DIRECTIONS ::
Summarize the readmission proportion problem below in two sentences.

SELECTED PASSAGE ::
Question

A random sample of 100 patients treated in a program for alcoholism and drug dependency over the past 10 years was selected. It was determined that 53 of the patients had been readmitted to the program at least once. At the \(95 \%\) level, construct an estimate of the population proportion.

Short answer

The \(95\%\) confidence interval for the population proportion is \(0.434\) to \(0.626\).

Step-by-step solution

Identify the Given Data

From the problem, the sample size is given as \(n = 100\) and the number of patients readmitted is \(X = 53\). The sample proportion is thus \(\hat{p} = \frac{X}{n} = \frac{53}{100} = 0.53\).

Determine the Confidence Level

The confidence level given is \(95\%\), which corresponds to a significance level of \(\alpha = 0.05\). For a \(95\%\) confidence interval, the critical value \(z\) is approximately \(1.96\).

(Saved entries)
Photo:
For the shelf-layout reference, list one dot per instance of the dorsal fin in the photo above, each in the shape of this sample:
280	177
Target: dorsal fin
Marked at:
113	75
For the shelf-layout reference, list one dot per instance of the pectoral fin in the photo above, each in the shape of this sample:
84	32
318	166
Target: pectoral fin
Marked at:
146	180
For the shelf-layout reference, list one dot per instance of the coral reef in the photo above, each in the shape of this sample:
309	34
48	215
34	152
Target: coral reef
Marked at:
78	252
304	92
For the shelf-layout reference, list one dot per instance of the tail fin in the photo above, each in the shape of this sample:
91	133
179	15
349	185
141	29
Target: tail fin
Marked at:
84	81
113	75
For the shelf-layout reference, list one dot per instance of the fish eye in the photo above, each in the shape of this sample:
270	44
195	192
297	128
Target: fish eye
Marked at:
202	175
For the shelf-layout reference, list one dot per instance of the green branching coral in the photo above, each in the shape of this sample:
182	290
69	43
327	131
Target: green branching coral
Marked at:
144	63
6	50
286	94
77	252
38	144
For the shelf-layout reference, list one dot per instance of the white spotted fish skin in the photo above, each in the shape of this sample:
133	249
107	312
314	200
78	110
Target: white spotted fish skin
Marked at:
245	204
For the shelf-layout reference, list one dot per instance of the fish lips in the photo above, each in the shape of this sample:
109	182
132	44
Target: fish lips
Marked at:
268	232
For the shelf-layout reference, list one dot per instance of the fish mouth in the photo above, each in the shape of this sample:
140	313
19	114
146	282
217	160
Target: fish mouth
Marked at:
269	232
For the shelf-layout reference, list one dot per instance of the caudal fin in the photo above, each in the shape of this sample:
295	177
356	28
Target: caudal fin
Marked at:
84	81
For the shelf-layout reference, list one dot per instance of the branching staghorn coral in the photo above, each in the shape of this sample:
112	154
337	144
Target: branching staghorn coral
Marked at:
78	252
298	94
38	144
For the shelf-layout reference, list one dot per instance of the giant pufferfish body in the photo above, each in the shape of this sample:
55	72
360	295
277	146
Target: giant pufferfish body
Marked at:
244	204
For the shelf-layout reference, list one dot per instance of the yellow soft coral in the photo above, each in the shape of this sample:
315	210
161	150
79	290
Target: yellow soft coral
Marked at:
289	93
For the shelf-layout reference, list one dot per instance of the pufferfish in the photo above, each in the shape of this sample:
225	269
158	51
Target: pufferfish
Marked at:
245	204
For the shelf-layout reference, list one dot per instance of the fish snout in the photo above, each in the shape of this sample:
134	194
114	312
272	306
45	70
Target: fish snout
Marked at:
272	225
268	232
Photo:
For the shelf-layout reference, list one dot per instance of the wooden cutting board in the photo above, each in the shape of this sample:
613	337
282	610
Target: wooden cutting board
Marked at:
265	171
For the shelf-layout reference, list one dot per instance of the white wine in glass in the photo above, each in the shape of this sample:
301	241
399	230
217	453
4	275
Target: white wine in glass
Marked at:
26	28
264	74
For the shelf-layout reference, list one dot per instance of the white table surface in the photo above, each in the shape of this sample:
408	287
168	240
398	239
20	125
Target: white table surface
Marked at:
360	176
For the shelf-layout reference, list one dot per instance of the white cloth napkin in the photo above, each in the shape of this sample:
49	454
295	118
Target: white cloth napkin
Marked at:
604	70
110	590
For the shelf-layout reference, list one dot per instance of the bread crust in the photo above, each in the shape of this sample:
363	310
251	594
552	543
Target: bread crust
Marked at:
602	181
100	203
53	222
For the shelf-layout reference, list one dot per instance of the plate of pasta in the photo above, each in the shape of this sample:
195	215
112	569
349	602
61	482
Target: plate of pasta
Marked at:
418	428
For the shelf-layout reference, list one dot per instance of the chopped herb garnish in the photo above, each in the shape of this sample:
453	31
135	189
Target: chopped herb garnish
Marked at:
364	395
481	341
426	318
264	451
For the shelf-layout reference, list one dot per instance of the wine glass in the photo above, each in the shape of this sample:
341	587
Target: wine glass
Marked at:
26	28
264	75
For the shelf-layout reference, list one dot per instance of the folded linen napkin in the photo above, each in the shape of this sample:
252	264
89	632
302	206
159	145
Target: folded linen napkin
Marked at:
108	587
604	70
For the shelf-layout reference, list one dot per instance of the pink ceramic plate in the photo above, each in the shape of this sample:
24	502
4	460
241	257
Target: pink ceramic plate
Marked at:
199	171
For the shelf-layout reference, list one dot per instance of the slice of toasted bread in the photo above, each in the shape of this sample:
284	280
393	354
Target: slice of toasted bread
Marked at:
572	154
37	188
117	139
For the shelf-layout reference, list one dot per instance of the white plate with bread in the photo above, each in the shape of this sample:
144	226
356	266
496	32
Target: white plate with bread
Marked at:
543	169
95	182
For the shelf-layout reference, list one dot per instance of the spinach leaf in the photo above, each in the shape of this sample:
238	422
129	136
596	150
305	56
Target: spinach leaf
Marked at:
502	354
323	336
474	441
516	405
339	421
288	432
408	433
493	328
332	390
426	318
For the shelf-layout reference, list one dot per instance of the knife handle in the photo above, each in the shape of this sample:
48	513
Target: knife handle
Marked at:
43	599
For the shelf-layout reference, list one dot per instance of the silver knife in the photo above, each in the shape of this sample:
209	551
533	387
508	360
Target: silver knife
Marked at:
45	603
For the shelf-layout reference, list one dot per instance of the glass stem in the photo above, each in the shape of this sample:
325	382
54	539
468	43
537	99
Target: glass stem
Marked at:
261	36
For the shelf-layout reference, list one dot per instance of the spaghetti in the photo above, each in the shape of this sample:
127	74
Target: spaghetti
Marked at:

YOUR SOLUTION ::
A random sample of 100 patients treated over the past 10 years in a program for alcoholism and drug dependency showed that 53 had been readmitted at least once, and the task is to construct a 95% estimate of the population proportion. The solution finds a sample proportion of 0.53 and a critical z value of about 1.96, and it gives the 95% confidence interval as 0.434 to 0.626.